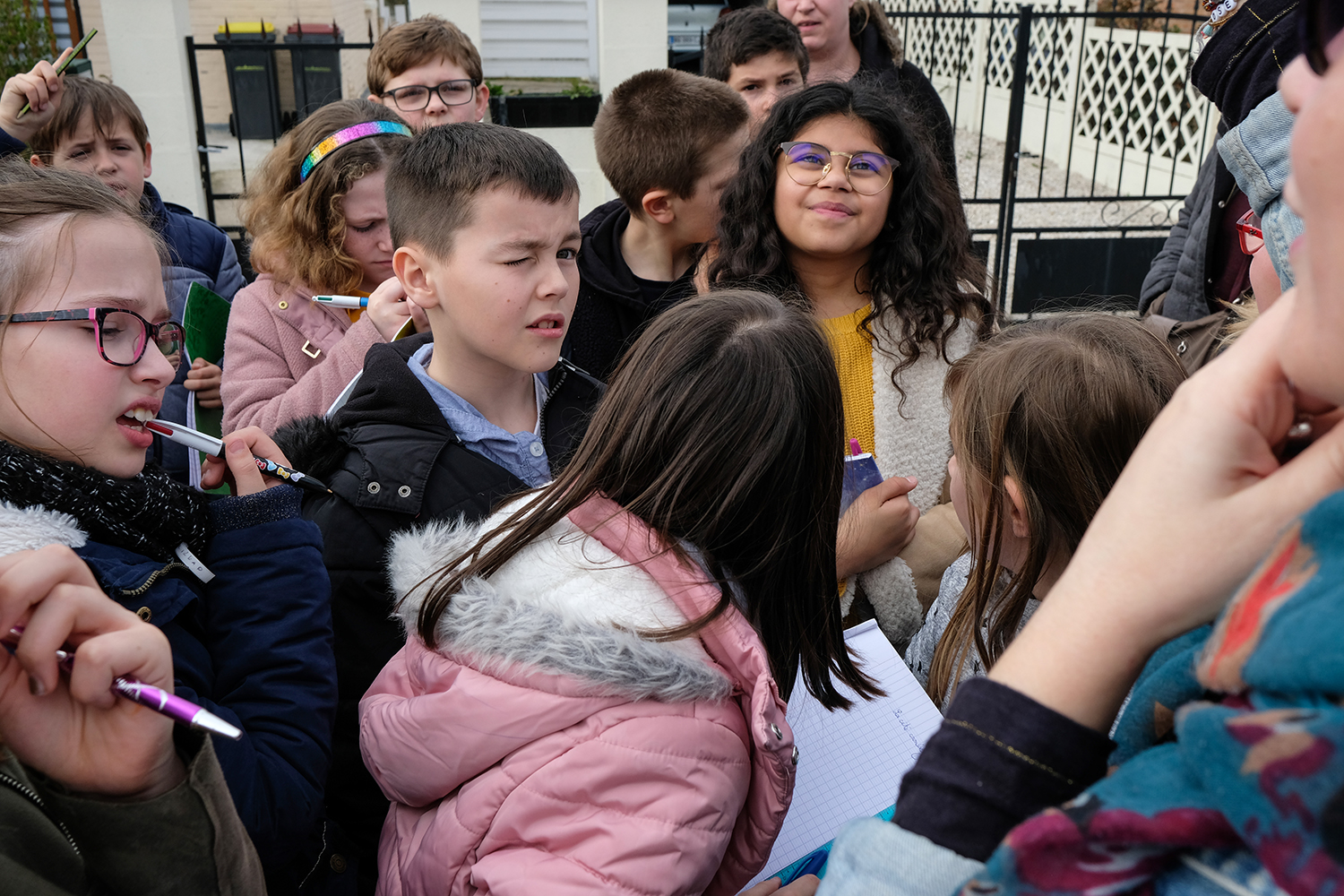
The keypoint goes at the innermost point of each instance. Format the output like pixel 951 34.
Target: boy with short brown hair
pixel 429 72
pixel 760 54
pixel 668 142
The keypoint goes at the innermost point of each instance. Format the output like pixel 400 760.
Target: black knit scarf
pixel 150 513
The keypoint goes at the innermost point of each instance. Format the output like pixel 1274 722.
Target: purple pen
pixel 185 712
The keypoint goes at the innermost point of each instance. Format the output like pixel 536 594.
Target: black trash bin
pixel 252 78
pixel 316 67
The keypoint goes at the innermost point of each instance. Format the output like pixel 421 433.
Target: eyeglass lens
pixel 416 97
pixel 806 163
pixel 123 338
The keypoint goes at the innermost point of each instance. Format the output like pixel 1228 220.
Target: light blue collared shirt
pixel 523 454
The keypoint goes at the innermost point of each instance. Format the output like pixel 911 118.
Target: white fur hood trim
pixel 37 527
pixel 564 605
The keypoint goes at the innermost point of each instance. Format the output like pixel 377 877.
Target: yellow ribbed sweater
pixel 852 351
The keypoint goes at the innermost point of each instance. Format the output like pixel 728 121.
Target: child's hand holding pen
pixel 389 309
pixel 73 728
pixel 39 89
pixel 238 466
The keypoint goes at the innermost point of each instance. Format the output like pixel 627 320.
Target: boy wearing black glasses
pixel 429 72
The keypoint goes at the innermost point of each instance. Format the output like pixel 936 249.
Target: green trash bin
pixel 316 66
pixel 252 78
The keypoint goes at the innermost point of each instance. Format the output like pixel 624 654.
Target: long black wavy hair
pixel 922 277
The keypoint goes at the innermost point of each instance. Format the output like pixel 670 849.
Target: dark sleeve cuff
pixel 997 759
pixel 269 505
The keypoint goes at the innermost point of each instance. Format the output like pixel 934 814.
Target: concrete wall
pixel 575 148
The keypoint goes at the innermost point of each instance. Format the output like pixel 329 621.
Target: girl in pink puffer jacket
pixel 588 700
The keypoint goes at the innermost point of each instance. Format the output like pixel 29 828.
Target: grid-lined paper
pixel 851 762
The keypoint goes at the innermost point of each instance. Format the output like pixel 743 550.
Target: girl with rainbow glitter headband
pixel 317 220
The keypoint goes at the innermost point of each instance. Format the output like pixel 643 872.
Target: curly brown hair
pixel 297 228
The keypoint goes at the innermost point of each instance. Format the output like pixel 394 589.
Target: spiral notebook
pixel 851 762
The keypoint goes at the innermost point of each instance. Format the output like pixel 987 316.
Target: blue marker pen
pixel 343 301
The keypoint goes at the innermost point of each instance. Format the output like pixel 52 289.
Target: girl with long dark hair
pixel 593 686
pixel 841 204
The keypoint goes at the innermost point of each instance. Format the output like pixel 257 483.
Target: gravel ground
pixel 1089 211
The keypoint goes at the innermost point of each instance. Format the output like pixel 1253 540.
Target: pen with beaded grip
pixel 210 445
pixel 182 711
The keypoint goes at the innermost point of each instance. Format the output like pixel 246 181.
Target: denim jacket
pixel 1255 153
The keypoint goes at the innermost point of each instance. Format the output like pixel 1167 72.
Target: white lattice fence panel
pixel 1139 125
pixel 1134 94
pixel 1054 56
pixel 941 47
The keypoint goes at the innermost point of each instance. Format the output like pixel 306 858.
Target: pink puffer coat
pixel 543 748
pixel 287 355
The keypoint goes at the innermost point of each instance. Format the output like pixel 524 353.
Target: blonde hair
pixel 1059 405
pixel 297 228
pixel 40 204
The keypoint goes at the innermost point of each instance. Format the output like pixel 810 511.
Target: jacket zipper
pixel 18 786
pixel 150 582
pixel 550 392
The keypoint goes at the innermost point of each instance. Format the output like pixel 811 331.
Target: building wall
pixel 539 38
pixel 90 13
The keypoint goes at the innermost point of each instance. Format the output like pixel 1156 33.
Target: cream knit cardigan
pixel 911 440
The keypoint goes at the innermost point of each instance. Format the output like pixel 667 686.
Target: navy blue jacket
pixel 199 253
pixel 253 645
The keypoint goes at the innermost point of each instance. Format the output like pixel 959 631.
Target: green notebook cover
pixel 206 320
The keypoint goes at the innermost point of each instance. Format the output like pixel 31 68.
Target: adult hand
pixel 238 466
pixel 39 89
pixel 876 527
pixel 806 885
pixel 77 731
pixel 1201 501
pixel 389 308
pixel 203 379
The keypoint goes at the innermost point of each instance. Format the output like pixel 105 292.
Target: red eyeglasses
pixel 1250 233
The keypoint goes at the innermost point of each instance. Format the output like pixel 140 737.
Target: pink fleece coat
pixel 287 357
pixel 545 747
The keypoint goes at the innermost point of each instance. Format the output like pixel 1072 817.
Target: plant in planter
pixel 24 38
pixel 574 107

■ DESCRIPTION OF THE TASK
Return all of the material above word for word, without the pictures.

■ TASK OUTPUT
The keypoint goes at the innermost point of each instance. Format the output like pixel 951 34.
Target: boy with short brown hair
pixel 429 72
pixel 760 54
pixel 668 142
The keypoint goes at the innermost point of each instance. Format the output like pixel 400 760.
Target: black knit scarf
pixel 150 513
The keypoint goes at the innermost point of each instance. Format the output like pixel 1274 722.
Target: purple pen
pixel 185 712
The keypoint goes at the innermost point of each instance. Format the output like pixel 536 594.
Target: black trash bin
pixel 252 78
pixel 316 67
The keypoint goes at the innermost point of each instance. Format the output like pixel 421 433.
Target: eyeglass lens
pixel 416 97
pixel 806 163
pixel 123 338
The keypoint goes at the innermost point of each instance. Format the output like pixel 1228 220.
Target: light blue collared shirt
pixel 523 454
The keypoint goes at the innermost point of each instance. Format the output like pixel 911 118.
Target: white fur hood trim
pixel 37 527
pixel 564 605
The keypoint goes at the innermost point of each instance. Format the output like pixel 377 877.
Target: yellow ribbed sweater
pixel 852 351
The keypoint goes at the innermost point of each instance. Format the output like pixel 728 121.
Target: child's hand holding pen
pixel 389 309
pixel 73 728
pixel 39 89
pixel 238 466
The keypoint goes at the innermost point of each instance. Format the output like pixel 627 320.
Target: boy wearing black glasses
pixel 429 72
The keypoint goes at the innermost point of each instance. Format the output like pixel 936 249.
Target: green trash bin
pixel 316 66
pixel 252 78
The keypoint goes at the innermost point of each instance. Format the output like pixel 624 654.
Target: long black wavy hair
pixel 922 277
The keypoint goes at the innermost point of each instance. Format the output like pixel 670 849.
Target: dark sleeve cuff
pixel 997 759
pixel 269 505
The keypoint goes at the innermost point of each instance. Format the output like pixel 934 814.
Target: concrete wall
pixel 575 148
The keypoint goes at the innermost point of each instance. Format the output like pixel 329 621.
Target: girl in pink puffer jacket
pixel 588 700
The keypoint goes at the innermost point of each instance. Format the output like pixel 29 828.
Target: grid-lined paper
pixel 851 762
The keypoint goes at the innermost point of each instance. Format the output like pixel 743 550.
Target: girl with rainbow glitter headband
pixel 317 220
The keypoint goes at the innermost point of each instance. Format the output like pixel 643 872.
Target: curly brown hair
pixel 297 228
The keypoint goes at the innermost point of each instance. Format the output like pixel 394 589.
Target: spiral notebook
pixel 851 762
The keypoint goes at the innermost point of each instance. Format the output like pixel 987 316.
Target: blue marker pen
pixel 343 301
The keypoint goes at the innermost point of each instance. Format the output like pixel 52 289.
Target: girl with long dark hair
pixel 593 686
pixel 841 204
The keypoint goes at the innermost point of each instance. Format the output like pixel 257 483.
Target: gravel ground
pixel 1089 211
The keypoint goes at the innermost point of each instance. Format the output like pixel 1253 540.
Target: pen with beaded grip
pixel 210 445
pixel 182 711
The keypoint goes at the innermost point of each instance. Format the output like pixel 246 181.
Target: denim jacket
pixel 1255 153
The keypoint goes at the innermost point of each instance. Format the output like pixel 1167 72.
Target: white lattice fence panel
pixel 1139 125
pixel 1134 94
pixel 1054 56
pixel 941 47
The keypoint goes at the innermost point of each instance. Format the output like pixel 306 858.
Target: pink puffer coat
pixel 543 748
pixel 287 355
The keypoint goes at the innermost point of each instance. Format the output like pixel 524 353.
Target: blonde hair
pixel 1059 405
pixel 297 228
pixel 40 204
The keypoint goes at the innermost point of each instance. Format the output like pixel 810 511.
Target: jacket zipper
pixel 18 786
pixel 150 582
pixel 550 392
The keypoint goes at the innermost point of each instance. Format the output like pixel 811 331.
Target: building wall
pixel 539 38
pixel 90 13
The keypoint goes at the innermost point of each instance. Format the output like pixel 1156 33.
Target: cream knit cardigan
pixel 911 440
The keypoint goes at the innermost point of each instance. Format the output like pixel 667 686.
Target: navy blue jacket
pixel 199 253
pixel 253 645
The keypoint goes at the innermost point of each instance. Format the output like pixel 959 631.
Target: green notebook cover
pixel 206 320
The keypoint goes at the innermost point of each instance. Format the output like pixel 31 68.
Target: adult hand
pixel 238 466
pixel 39 89
pixel 876 527
pixel 806 885
pixel 77 731
pixel 1201 501
pixel 389 308
pixel 203 379
The keypoint goes at the innermost point of each instance. Format the output like pixel 105 292.
Target: red eyeglasses
pixel 1250 233
The keypoint goes at the innermost point of each instance. Format the output like pixel 140 737.
Target: pink fleece coat
pixel 287 357
pixel 545 747
The keypoint goes at the innermost point of each instance. Format the output like pixel 1072 817.
Target: plant in planter
pixel 24 38
pixel 574 107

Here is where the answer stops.